Location identification items:
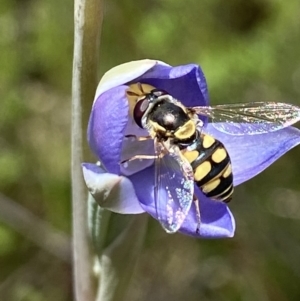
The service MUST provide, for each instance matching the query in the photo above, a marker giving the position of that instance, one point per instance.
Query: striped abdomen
(212, 168)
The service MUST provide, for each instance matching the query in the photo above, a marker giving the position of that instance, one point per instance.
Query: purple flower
(130, 190)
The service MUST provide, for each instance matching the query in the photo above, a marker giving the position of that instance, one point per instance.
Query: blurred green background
(249, 51)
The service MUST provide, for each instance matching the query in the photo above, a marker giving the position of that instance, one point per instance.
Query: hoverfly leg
(141, 138)
(148, 157)
(198, 216)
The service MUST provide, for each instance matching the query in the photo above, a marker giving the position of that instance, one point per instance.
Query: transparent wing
(251, 118)
(174, 187)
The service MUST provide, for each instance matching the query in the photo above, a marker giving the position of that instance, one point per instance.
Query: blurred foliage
(249, 51)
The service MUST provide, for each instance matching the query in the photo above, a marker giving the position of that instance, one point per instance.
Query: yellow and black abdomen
(212, 168)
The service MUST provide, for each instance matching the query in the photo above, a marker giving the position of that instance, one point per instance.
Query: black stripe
(226, 196)
(216, 169)
(224, 184)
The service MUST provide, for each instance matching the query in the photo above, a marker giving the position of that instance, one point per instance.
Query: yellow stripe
(208, 141)
(202, 170)
(219, 155)
(191, 155)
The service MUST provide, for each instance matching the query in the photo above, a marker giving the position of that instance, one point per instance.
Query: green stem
(87, 28)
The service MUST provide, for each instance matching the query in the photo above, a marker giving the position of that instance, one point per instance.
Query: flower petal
(186, 83)
(112, 192)
(251, 154)
(124, 73)
(216, 219)
(108, 120)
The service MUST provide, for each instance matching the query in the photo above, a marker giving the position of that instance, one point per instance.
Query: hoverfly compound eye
(139, 111)
(158, 92)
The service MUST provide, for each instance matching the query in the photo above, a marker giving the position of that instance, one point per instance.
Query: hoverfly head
(144, 106)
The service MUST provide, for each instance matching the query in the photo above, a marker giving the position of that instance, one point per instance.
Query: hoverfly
(185, 155)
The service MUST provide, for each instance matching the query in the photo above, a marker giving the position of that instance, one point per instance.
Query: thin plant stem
(87, 28)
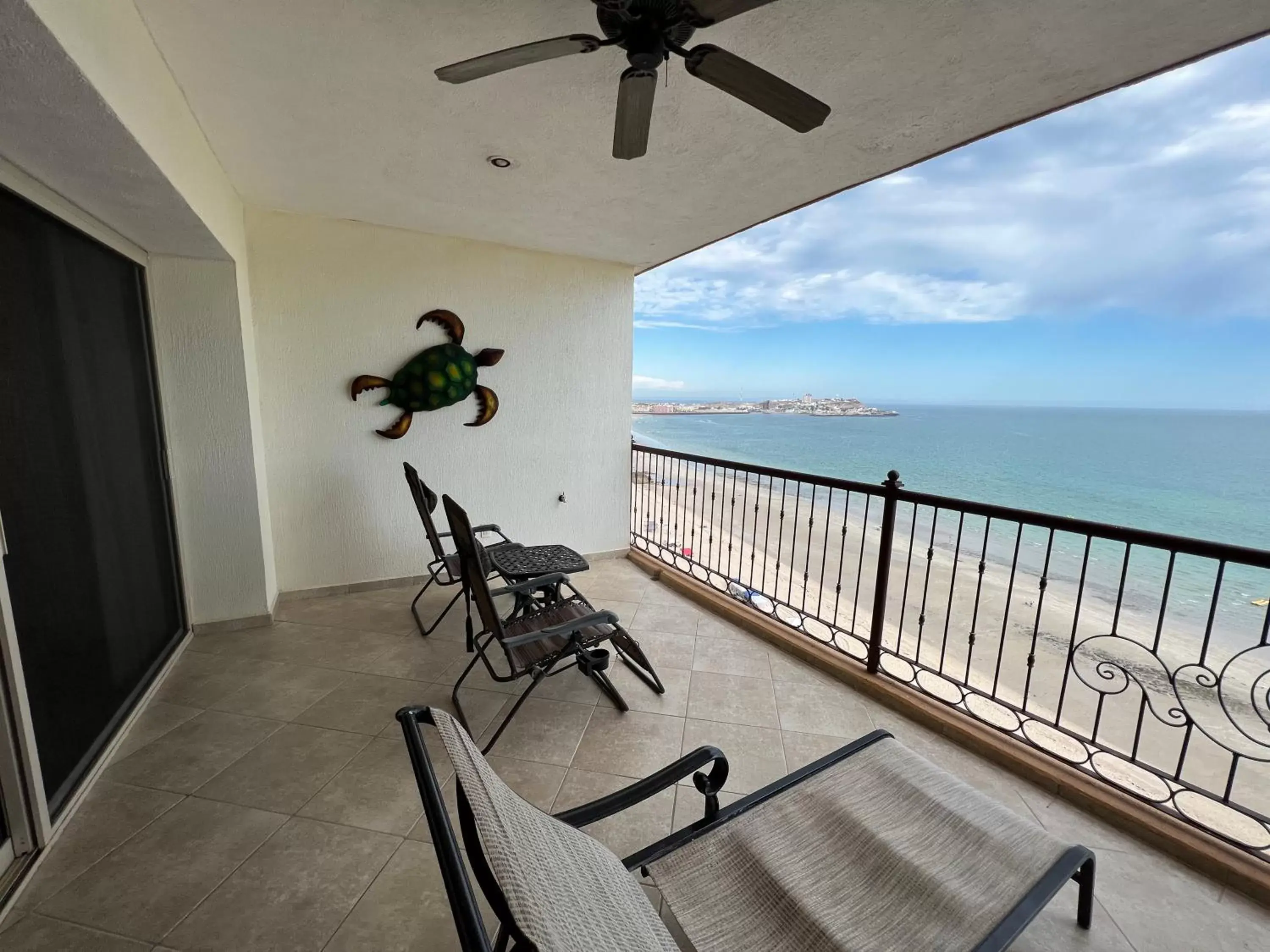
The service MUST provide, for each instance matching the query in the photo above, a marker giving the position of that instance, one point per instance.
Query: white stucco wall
(334, 300)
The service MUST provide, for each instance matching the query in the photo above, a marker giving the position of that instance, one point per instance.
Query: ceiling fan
(649, 31)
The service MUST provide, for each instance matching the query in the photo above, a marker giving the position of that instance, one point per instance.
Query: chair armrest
(602, 617)
(530, 584)
(491, 527)
(667, 777)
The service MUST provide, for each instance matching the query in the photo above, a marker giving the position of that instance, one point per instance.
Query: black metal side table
(524, 563)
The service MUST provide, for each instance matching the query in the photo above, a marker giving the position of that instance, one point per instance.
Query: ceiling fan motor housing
(644, 28)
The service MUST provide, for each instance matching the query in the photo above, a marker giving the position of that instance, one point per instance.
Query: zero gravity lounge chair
(870, 848)
(444, 568)
(554, 629)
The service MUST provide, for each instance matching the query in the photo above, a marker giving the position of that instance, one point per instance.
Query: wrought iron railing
(1140, 658)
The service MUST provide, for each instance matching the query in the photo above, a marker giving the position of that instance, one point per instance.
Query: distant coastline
(806, 405)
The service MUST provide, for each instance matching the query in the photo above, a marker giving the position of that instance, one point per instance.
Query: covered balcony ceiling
(332, 108)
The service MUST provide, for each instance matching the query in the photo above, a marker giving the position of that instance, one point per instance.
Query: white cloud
(1154, 200)
(642, 382)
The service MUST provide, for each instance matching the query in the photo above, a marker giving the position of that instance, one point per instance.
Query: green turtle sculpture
(436, 377)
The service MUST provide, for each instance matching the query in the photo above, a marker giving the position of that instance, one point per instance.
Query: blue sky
(1113, 254)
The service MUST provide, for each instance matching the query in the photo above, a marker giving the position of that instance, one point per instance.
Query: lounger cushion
(881, 852)
(567, 891)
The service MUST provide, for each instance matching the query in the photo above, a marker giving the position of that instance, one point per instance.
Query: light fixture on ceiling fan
(649, 31)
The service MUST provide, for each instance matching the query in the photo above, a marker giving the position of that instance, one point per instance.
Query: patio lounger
(870, 848)
(503, 558)
(444, 568)
(543, 638)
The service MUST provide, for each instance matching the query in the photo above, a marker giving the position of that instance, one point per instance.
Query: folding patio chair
(444, 569)
(544, 636)
(870, 848)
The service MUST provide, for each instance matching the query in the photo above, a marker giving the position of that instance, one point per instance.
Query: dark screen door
(92, 563)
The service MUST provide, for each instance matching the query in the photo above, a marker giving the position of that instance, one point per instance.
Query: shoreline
(1001, 634)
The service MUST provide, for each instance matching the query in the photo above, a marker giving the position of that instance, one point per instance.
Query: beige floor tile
(732, 699)
(613, 588)
(627, 832)
(351, 612)
(538, 784)
(200, 680)
(153, 723)
(1160, 904)
(632, 744)
(569, 686)
(406, 909)
(479, 676)
(294, 891)
(187, 757)
(802, 749)
(282, 692)
(149, 884)
(670, 619)
(731, 657)
(1056, 930)
(376, 791)
(37, 933)
(313, 645)
(666, 650)
(398, 594)
(110, 815)
(625, 611)
(366, 704)
(756, 756)
(715, 627)
(690, 805)
(789, 668)
(417, 659)
(286, 770)
(821, 709)
(641, 697)
(544, 730)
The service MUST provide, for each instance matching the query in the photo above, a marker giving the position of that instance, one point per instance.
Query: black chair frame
(440, 568)
(538, 598)
(1077, 864)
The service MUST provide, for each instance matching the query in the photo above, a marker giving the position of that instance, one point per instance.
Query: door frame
(32, 827)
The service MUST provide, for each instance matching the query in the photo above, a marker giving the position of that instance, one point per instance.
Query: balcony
(265, 798)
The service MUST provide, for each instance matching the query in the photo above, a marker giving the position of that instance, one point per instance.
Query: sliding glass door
(91, 565)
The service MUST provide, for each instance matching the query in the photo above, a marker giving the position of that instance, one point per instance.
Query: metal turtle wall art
(436, 377)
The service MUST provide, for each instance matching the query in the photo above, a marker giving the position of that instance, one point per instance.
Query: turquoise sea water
(1198, 474)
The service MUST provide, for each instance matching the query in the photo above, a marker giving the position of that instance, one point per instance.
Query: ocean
(1197, 474)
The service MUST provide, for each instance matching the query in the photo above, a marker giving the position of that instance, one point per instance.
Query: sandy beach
(813, 555)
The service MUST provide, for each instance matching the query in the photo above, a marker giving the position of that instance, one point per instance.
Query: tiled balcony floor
(265, 799)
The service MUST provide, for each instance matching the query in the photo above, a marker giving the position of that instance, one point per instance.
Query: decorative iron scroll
(1232, 709)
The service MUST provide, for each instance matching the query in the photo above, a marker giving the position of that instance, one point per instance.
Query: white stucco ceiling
(329, 107)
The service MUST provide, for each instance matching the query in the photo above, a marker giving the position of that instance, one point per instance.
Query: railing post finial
(892, 487)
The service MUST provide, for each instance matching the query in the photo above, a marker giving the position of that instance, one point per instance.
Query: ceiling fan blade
(751, 84)
(634, 112)
(517, 56)
(704, 13)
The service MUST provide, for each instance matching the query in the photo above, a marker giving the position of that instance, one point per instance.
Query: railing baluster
(948, 615)
(1076, 622)
(807, 558)
(842, 551)
(926, 584)
(1155, 647)
(1041, 605)
(1005, 615)
(884, 545)
(908, 573)
(978, 592)
(825, 553)
(860, 564)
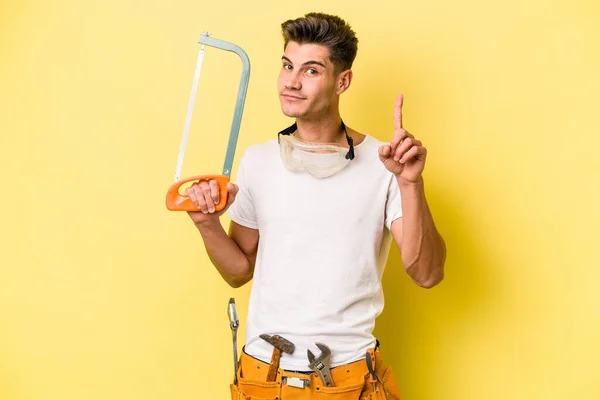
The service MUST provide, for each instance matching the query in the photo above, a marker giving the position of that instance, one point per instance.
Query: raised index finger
(398, 112)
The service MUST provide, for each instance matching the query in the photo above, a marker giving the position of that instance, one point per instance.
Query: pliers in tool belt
(322, 364)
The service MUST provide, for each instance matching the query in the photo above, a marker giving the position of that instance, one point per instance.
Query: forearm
(231, 262)
(422, 248)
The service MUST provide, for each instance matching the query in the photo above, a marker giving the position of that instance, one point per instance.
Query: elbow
(242, 277)
(426, 276)
(236, 282)
(431, 281)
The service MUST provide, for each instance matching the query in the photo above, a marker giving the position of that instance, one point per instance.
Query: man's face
(306, 82)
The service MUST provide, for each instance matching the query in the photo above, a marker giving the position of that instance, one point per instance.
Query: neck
(323, 130)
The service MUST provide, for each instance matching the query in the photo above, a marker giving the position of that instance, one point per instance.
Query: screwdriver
(371, 367)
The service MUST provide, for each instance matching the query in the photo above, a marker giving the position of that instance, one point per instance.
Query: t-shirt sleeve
(242, 210)
(393, 206)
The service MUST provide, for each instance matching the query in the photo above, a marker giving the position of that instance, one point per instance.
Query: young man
(313, 216)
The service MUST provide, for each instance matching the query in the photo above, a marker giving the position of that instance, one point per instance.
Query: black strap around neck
(349, 156)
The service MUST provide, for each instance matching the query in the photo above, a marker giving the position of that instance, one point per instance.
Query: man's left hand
(405, 155)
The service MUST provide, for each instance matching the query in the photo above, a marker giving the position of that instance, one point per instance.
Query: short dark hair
(328, 30)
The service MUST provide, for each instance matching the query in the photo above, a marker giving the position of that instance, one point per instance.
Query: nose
(293, 82)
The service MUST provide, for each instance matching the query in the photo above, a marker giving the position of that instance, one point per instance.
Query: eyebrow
(306, 63)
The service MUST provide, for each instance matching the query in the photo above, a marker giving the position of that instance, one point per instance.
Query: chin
(290, 112)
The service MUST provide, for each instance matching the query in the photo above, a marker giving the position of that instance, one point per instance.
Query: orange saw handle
(178, 202)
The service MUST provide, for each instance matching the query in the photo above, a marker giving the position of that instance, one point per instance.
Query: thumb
(232, 191)
(385, 152)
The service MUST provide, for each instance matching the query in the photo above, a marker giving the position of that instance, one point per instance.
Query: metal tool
(322, 364)
(370, 358)
(234, 324)
(175, 200)
(279, 344)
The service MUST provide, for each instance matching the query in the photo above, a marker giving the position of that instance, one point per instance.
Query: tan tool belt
(351, 382)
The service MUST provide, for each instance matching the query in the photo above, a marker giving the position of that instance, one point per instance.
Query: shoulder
(260, 152)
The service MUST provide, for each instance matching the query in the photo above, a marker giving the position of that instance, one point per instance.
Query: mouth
(291, 97)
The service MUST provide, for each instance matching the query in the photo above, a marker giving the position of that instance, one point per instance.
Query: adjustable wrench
(322, 364)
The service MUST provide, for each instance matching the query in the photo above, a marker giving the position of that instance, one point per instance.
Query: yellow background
(104, 294)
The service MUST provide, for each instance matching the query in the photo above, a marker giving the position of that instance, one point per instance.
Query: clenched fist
(205, 195)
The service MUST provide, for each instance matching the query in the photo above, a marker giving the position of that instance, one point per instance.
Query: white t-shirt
(322, 250)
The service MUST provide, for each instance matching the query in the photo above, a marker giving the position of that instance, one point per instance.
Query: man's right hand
(205, 195)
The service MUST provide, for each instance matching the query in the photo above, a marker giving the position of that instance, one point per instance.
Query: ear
(343, 81)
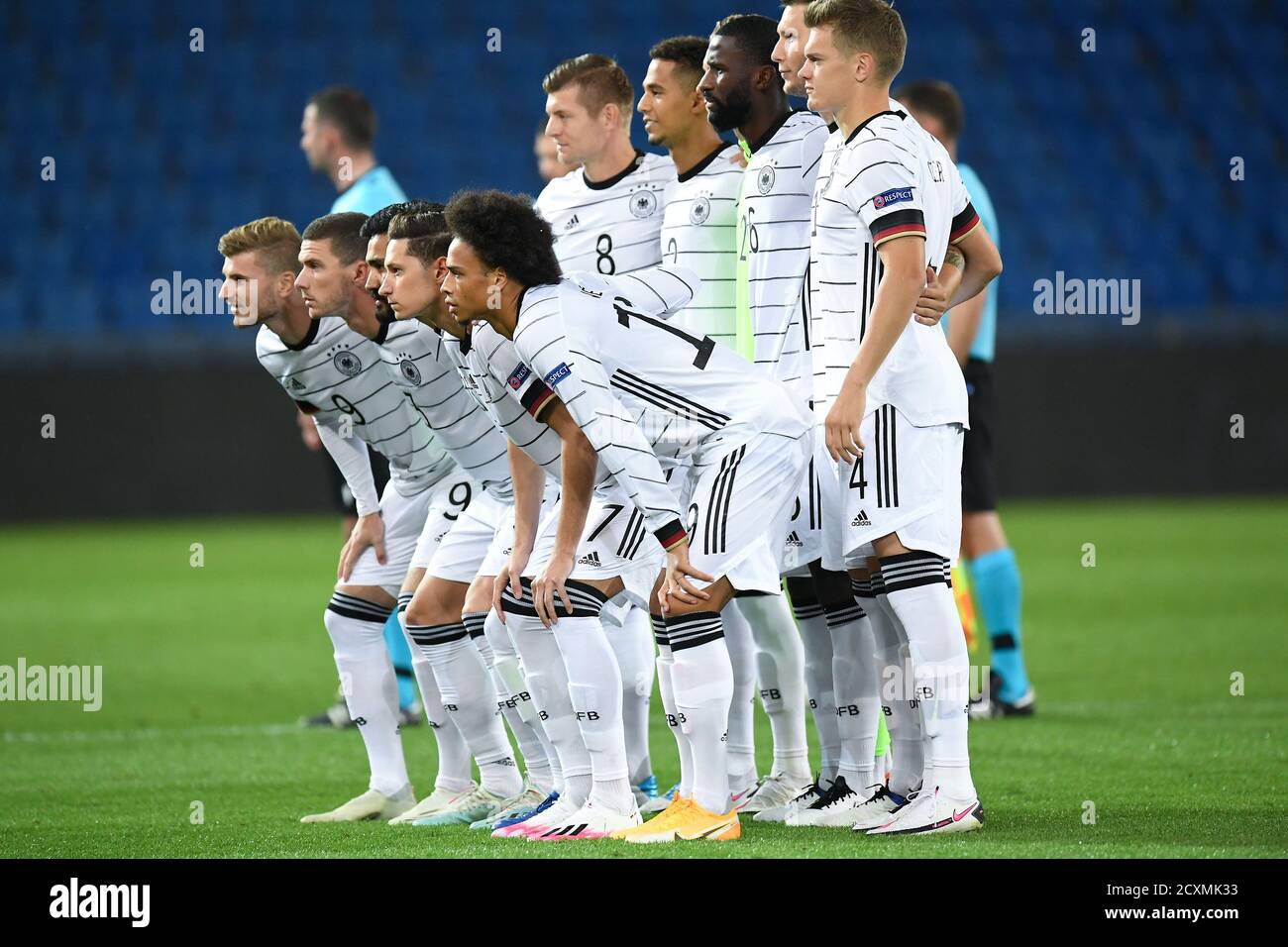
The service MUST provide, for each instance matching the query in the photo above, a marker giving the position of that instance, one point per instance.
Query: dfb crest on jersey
(765, 179)
(643, 202)
(410, 371)
(699, 211)
(347, 364)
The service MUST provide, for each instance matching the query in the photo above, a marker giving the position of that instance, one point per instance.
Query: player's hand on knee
(550, 583)
(842, 423)
(677, 583)
(369, 531)
(498, 582)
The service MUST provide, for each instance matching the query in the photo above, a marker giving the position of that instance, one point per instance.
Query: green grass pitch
(206, 671)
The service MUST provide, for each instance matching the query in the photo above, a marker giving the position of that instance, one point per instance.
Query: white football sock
(502, 668)
(370, 689)
(595, 689)
(781, 674)
(816, 642)
(858, 706)
(918, 590)
(455, 767)
(548, 682)
(471, 698)
(741, 745)
(702, 682)
(632, 647)
(665, 665)
(903, 714)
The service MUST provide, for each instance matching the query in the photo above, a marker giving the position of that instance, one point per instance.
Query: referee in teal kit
(971, 329)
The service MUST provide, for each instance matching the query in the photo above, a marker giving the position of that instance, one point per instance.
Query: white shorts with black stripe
(909, 482)
(737, 506)
(449, 500)
(404, 519)
(463, 552)
(802, 531)
(616, 543)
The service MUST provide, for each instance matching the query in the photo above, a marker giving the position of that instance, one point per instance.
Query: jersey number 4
(704, 346)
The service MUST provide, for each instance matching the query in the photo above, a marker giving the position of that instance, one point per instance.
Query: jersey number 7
(704, 346)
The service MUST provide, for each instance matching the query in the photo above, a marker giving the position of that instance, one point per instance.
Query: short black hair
(378, 222)
(687, 52)
(426, 234)
(756, 35)
(938, 99)
(343, 231)
(505, 231)
(349, 111)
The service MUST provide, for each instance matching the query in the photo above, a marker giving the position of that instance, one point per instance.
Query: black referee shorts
(979, 482)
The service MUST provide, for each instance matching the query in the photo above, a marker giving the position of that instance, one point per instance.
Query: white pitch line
(270, 729)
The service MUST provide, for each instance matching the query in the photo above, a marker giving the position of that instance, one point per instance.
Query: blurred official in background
(338, 137)
(971, 329)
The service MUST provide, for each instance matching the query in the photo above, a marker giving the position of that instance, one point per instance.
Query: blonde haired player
(888, 204)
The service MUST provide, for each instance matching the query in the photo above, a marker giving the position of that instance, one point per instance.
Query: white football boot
(527, 800)
(436, 800)
(471, 806)
(804, 799)
(877, 809)
(934, 813)
(589, 822)
(774, 792)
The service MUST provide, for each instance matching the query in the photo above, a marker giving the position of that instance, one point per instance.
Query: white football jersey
(610, 226)
(494, 375)
(644, 390)
(773, 250)
(335, 372)
(419, 363)
(698, 227)
(889, 178)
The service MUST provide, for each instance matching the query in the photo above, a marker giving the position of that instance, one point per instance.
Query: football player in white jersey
(544, 150)
(540, 690)
(888, 205)
(644, 393)
(745, 91)
(698, 231)
(605, 218)
(334, 375)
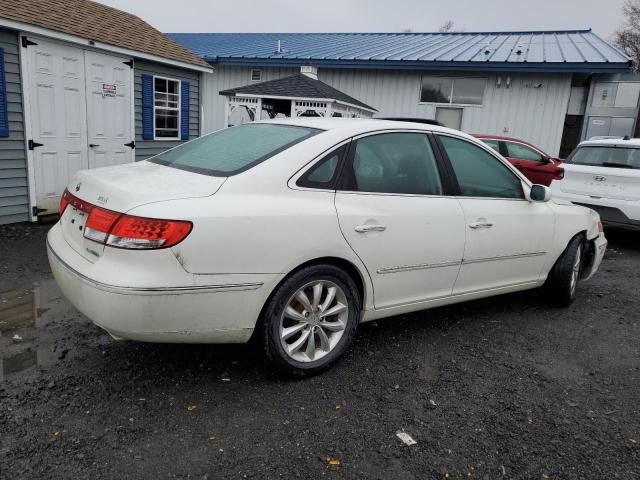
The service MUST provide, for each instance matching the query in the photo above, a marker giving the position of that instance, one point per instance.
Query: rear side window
(393, 163)
(600, 156)
(492, 143)
(479, 173)
(517, 150)
(323, 174)
(234, 150)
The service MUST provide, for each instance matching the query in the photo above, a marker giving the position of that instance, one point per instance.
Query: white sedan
(604, 175)
(298, 230)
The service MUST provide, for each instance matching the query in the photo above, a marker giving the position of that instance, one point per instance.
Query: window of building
(393, 163)
(256, 75)
(453, 90)
(479, 173)
(166, 108)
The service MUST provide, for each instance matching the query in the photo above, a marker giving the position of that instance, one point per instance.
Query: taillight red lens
(64, 201)
(147, 233)
(127, 231)
(99, 224)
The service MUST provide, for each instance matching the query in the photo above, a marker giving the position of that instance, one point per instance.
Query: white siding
(533, 114)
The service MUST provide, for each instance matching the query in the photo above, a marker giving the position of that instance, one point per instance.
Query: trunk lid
(601, 182)
(124, 187)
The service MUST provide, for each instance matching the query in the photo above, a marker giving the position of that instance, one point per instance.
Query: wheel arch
(347, 266)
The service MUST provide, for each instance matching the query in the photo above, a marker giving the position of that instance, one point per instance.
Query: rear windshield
(601, 156)
(233, 150)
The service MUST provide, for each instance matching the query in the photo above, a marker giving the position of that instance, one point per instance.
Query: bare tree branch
(627, 37)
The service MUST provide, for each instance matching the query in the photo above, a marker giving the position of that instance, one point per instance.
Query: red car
(536, 165)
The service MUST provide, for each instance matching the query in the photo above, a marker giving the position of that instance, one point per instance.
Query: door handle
(476, 225)
(370, 228)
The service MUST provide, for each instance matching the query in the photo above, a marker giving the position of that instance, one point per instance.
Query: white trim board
(33, 29)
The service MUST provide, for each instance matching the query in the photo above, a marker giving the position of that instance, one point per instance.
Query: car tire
(563, 279)
(310, 320)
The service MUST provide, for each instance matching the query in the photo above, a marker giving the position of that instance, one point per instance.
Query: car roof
(356, 126)
(507, 139)
(612, 142)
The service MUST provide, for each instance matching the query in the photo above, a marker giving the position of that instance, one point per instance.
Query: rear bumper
(614, 213)
(221, 312)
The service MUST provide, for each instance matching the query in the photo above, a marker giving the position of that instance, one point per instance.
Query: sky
(603, 16)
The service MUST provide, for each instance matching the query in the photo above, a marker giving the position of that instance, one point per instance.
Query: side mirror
(540, 193)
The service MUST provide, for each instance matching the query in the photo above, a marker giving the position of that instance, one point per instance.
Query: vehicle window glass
(517, 150)
(601, 156)
(393, 163)
(323, 173)
(233, 150)
(492, 143)
(479, 173)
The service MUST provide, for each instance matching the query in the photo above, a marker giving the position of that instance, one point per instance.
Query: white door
(58, 118)
(108, 110)
(80, 115)
(507, 236)
(393, 214)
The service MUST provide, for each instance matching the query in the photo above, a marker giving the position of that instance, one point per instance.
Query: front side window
(233, 150)
(517, 150)
(166, 108)
(601, 156)
(453, 90)
(393, 163)
(479, 173)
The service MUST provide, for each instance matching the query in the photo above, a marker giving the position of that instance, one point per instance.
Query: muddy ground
(507, 387)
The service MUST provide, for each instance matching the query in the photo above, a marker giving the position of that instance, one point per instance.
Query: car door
(533, 164)
(394, 214)
(507, 236)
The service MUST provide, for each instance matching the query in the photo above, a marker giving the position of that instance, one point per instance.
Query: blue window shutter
(147, 107)
(184, 110)
(4, 115)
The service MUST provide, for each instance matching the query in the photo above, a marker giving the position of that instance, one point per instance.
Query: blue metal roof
(571, 50)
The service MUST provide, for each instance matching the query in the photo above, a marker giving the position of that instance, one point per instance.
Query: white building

Objective:
Count the lines in the data above that contain the string "chair". Reply with the number only.

Expected answer:
4